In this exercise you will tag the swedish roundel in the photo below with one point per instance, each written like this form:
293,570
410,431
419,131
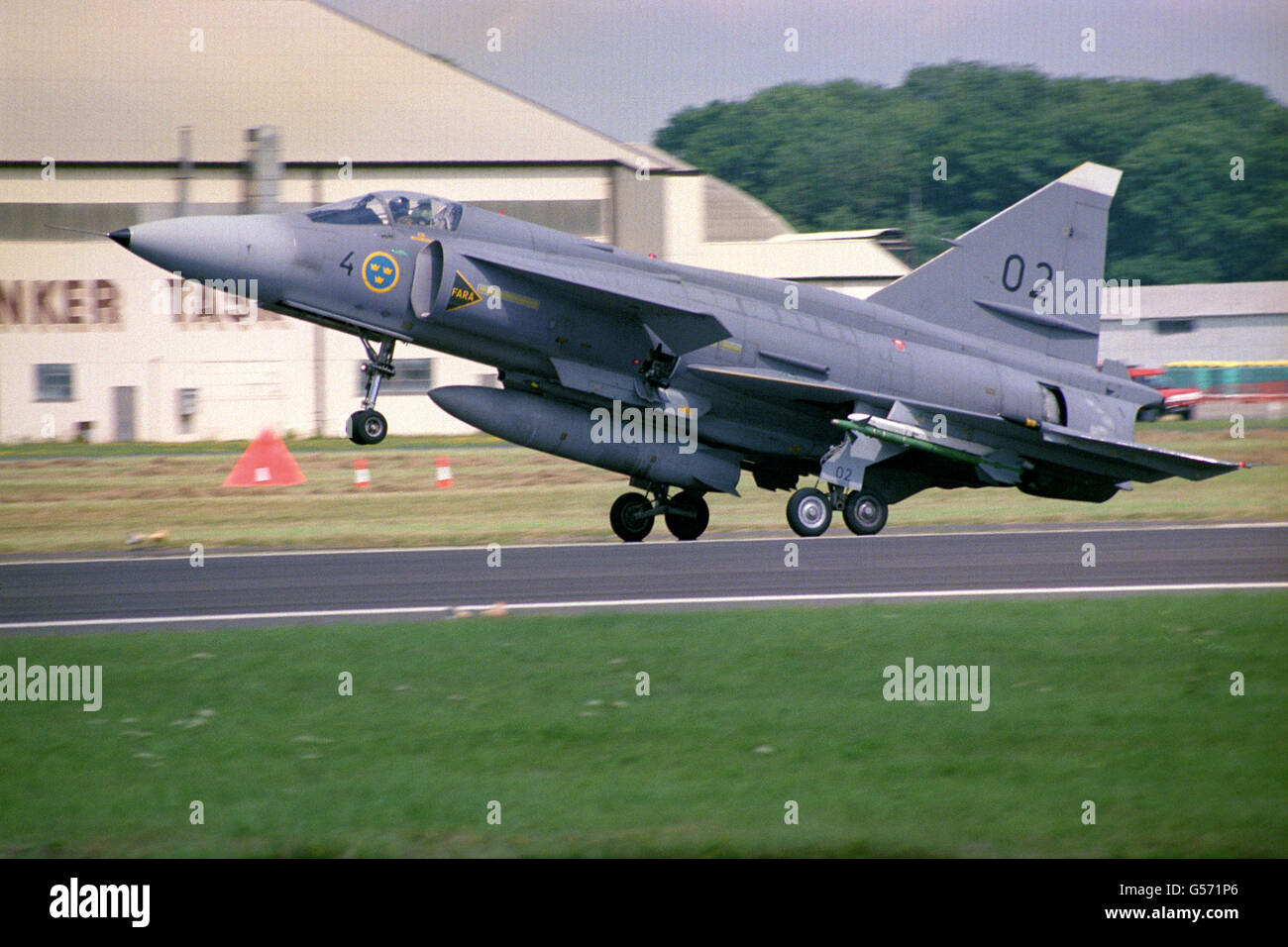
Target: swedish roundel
380,272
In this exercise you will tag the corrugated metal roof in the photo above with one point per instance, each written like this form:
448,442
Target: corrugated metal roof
111,80
1198,300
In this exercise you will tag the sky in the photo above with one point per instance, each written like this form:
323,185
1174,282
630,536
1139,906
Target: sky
625,65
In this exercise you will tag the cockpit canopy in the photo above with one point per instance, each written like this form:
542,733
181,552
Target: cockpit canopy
390,208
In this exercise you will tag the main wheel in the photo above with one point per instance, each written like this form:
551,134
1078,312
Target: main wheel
630,517
866,512
688,515
809,512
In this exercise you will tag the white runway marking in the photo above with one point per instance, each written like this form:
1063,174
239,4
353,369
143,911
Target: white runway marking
647,602
785,538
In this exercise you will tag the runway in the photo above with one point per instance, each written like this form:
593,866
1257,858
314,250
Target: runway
150,590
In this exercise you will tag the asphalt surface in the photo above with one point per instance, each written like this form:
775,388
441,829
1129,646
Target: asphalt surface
254,589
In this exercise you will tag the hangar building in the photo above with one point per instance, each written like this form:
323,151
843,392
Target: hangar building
243,106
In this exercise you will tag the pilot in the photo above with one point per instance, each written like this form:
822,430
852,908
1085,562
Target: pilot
398,209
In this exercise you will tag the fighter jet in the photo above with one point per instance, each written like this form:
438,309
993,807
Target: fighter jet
979,368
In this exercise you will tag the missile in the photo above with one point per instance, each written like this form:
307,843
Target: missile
570,431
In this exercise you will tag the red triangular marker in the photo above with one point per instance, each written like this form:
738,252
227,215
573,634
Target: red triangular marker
266,463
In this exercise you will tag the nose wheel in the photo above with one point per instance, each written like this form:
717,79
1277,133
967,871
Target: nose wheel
866,512
809,512
368,425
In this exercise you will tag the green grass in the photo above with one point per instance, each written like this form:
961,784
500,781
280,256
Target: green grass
1120,701
51,501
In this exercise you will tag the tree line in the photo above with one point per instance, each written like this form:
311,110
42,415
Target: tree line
1203,196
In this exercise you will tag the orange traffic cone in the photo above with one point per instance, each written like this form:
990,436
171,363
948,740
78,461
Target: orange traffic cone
442,474
361,474
266,463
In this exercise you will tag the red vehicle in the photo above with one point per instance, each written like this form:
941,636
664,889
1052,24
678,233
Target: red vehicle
1176,401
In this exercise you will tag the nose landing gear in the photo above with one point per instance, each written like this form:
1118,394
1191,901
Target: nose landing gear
368,425
809,512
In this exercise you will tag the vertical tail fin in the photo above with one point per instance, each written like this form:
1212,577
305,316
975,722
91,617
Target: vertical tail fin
1029,275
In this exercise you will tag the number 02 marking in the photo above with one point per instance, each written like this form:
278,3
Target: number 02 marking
1013,274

----------

■ What this task involves ■
Could you restate each record word for word, keeping the pictures out?

■ Exercise solution ■
In this exercise you will tag the swedish roundel in the photo below with one point per instance, each written like this form:
293,570
410,431
419,131
Target: swedish roundel
380,272
In this exercise you will tag the corrugated metal roof in the photo above with one point per instance, each written like this form:
448,442
Target: corrugated metal roof
111,80
1198,300
In this exercise you will tag the sky in the photo above with one point per instance, each written like this form:
323,185
1174,282
630,536
1139,906
Target: sky
625,65
In this exercise you will tag the cockpit canopy in the photo above with one point per instance, each written like this form:
542,733
181,552
Target: cockpit canopy
390,208
In this exercise you will tag the main wheel in the photo above with one point per instance, each written like this form:
551,134
1078,312
Target: main wheel
630,517
866,512
688,515
809,512
In this exercise you will tag the white runway marking in the photo above with one point per instance, each written like this form:
1063,174
239,4
353,369
143,911
Target: white runway marking
647,602
785,538
In this exercise you will tag the runway in the photo above with one point per instance, each written like this form:
593,866
1257,858
314,250
Target: runway
150,590
In this exercise you will tag the asphalt surface in the photo above with one point per instance, each written like this form:
775,388
441,829
1129,646
Target: asphalt surface
254,589
In this exercise you will tag the hangar building in the photo above with one point per instance, each written like this form:
323,151
843,392
Target: hangar building
243,106
In this exercise you will tag the pilot in the photo above with one point per instance, each written like this form:
822,430
852,908
1085,562
Target: pilot
398,209
In this exercise you will tag the fighter jet in the photo above with one point per instance, each written like this form:
438,309
993,807
Target: fighter jet
979,368
In this exercise you will tag the missile in the photo above with one point per instance, each written like this form:
307,843
Target: missile
570,431
In this exercise you will tag the red triangular marker in the photo above with one point per instance, each written like this form:
738,252
227,215
573,634
Target: red triangular marker
266,463
In this exercise you will tag the nose wheel in the photo above with one point per instance, each written like this form:
717,79
1277,133
967,871
Target: nose wheel
866,512
809,512
368,425
In this exercise you will tag the green grass in the photo above with one point per instance, each written like this form:
961,784
500,781
280,256
Target: green grass
1120,701
51,501
In this exercise you will tag the tree line in the photo above with one point per instance, each written like this form:
311,110
42,415
Target: tree line
1203,196
In this exercise you will tag the orange traffic cone in the photo above with one point per instance, each written like this form:
990,436
171,363
948,740
78,461
Target: orange traffic cone
442,474
361,474
266,463
In this exercise you will tag the red vehicle in the photo above with one point per instance, each written like this form:
941,636
664,889
1052,24
678,233
Target: red vehicle
1176,401
In this exercise you will tag the nose landing gear in the photo above with one point per instance, each written like this form:
1118,394
1191,901
Target: nose landing gear
368,425
809,512
In this exercise you will tag the vertical tail fin in the photo above with one point per instance, each written like this form:
1212,577
305,316
975,722
91,617
Target: vertical tail fin
1029,275
In this exercise you will tag the number 02 marking in the photo above with one point per instance, each written like this form:
278,3
Target: number 02 marking
1013,274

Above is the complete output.